--- Problem to work on ---
Rewrite the items below, substituting "circle" for every occurrence of "disc" and keeping everything else identical.

--- Coordinate annotation entries ---

######

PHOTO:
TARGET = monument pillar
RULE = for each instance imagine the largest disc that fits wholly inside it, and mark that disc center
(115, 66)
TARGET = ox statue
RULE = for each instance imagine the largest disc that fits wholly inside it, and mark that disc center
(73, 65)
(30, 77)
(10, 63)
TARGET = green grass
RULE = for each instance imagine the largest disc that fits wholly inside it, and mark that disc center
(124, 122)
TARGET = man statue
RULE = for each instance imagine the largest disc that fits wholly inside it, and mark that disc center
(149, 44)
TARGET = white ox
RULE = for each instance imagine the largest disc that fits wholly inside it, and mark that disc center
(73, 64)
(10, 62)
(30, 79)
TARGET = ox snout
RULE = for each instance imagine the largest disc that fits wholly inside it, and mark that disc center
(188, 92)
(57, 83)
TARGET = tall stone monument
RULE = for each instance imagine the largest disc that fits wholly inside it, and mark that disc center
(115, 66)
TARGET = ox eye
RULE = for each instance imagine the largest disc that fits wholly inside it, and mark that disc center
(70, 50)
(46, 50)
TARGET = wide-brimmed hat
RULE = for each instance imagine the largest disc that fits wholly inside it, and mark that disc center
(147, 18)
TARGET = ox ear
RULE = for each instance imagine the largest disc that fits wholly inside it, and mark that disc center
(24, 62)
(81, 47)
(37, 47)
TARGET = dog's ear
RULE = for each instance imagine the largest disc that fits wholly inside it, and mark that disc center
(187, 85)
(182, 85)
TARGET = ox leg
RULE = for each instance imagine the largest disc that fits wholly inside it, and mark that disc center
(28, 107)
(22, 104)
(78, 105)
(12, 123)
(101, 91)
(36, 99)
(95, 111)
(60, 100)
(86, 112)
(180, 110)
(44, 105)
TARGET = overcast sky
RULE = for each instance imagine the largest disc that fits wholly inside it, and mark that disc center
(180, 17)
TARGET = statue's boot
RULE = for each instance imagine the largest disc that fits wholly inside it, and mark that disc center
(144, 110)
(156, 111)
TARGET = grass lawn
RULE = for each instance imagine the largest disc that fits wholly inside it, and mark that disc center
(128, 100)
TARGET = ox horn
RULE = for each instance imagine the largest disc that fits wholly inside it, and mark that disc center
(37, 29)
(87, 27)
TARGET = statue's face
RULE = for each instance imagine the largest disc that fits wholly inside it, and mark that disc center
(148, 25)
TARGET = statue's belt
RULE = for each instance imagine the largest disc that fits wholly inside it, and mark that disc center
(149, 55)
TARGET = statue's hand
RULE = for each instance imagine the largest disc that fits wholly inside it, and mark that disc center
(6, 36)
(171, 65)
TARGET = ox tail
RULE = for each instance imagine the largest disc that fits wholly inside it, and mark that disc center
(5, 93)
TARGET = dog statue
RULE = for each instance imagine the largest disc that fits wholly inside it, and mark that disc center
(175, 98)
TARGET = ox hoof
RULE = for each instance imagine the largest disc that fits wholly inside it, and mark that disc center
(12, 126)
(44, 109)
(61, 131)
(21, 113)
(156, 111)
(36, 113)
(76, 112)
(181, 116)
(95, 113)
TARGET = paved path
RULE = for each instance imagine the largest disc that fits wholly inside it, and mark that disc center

######

--- Finished answer ---
PHOTO:
TARGET = monument pillar
RULE = for each instance imagine the largest circle that fits wholly inside it, and mark that circle center
(115, 66)
TARGET = ox statue
RULE = for each instance imagine the largest circle that fits wholly inside it, and mark that circle center
(73, 65)
(30, 77)
(10, 63)
TARGET = green grass
RULE = for each instance imagine the largest circle that fits wholly inside it, and mark that circle center
(124, 122)
TARGET = man statue
RULE = for each instance imagine the largest circle that fits wholly inside it, and mark that circle center
(149, 44)
TARGET = white ox
RULE = for each instance imagine the largest circle that fits wholly inside it, and mark that circle center
(73, 64)
(10, 62)
(30, 79)
TARGET = ox snout
RULE = for each instance imagine the largest circle that fits wholly inside it, and mark that circle center
(188, 92)
(57, 83)
TARGET = tall stone monument
RULE = for each instance imagine the largest circle that fits wholly inside it, and mark that circle center
(115, 66)
TARGET = ox eye
RULE = for each instance imagine the largest circle that fits wholly inside it, and mark that circle center
(70, 50)
(46, 50)
TARGET = wide-brimmed hat
RULE = for each instance imagine the largest circle that fits wholly inside it, and mark that circle center
(147, 18)
TARGET = ox ear
RULE = for each instance imagine the largest circle that fits wholly inside it, and mark that circle center
(24, 62)
(81, 47)
(37, 47)
TARGET = dog's ear
RULE = for each instance imagine the largest circle that fits wholly inside it, and mark that circle center
(187, 85)
(182, 85)
TARGET = ox leg
RULE = for each instance imagine the largest circle that fits wholly inside it, and mark that circle center
(28, 107)
(22, 104)
(78, 105)
(12, 123)
(101, 91)
(36, 99)
(95, 111)
(60, 100)
(86, 112)
(180, 110)
(44, 105)
TARGET = overcast sky
RULE = for each instance imagine the largest circle that fits wholly inside it, and mark that circle center
(180, 17)
TARGET = statue's boot
RULE = for each instance imagine the largest circle that fits wholly inside it, and mark that circle center
(144, 110)
(156, 111)
TARGET = grass lawn
RULE = for each instance imagine the largest circle that fits wholly inside it, and mark that circle center
(128, 100)
TARGET = ox horn
RULE = for each instance imagine the largest circle that fits wholly inside it, and mark that circle center
(37, 29)
(87, 27)
TARGET = statue's face
RULE = for each instance imagine the largest circle that fits wholly inside it, and mark that circle center
(148, 25)
TARGET = statue's belt
RULE = for each instance imagine the largest circle that fits wholly inside it, and mark that circle center
(149, 55)
TARGET = statue's hand
RULE = for each instance imagine the largest circle that fits wholly inside it, and mark that circle center
(6, 36)
(171, 65)
TARGET = ox tail
RULE = for each instance imagine the largest circle that fits wholly inside it, and mark that circle center
(5, 93)
TARGET = dog statue
RULE = for each instance imagine the largest circle that fits wholly inside it, and mark that circle center
(175, 98)
TARGET = ox hoof
RULE = for each instance imagine the largest circle that fits wholly inside it, and mark that circle center
(12, 126)
(44, 109)
(61, 131)
(21, 113)
(156, 111)
(36, 113)
(76, 112)
(181, 116)
(95, 113)
TARGET = paved path
RULE = for each instance imagine the largest circle that fits wholly inside it, and mark that circle center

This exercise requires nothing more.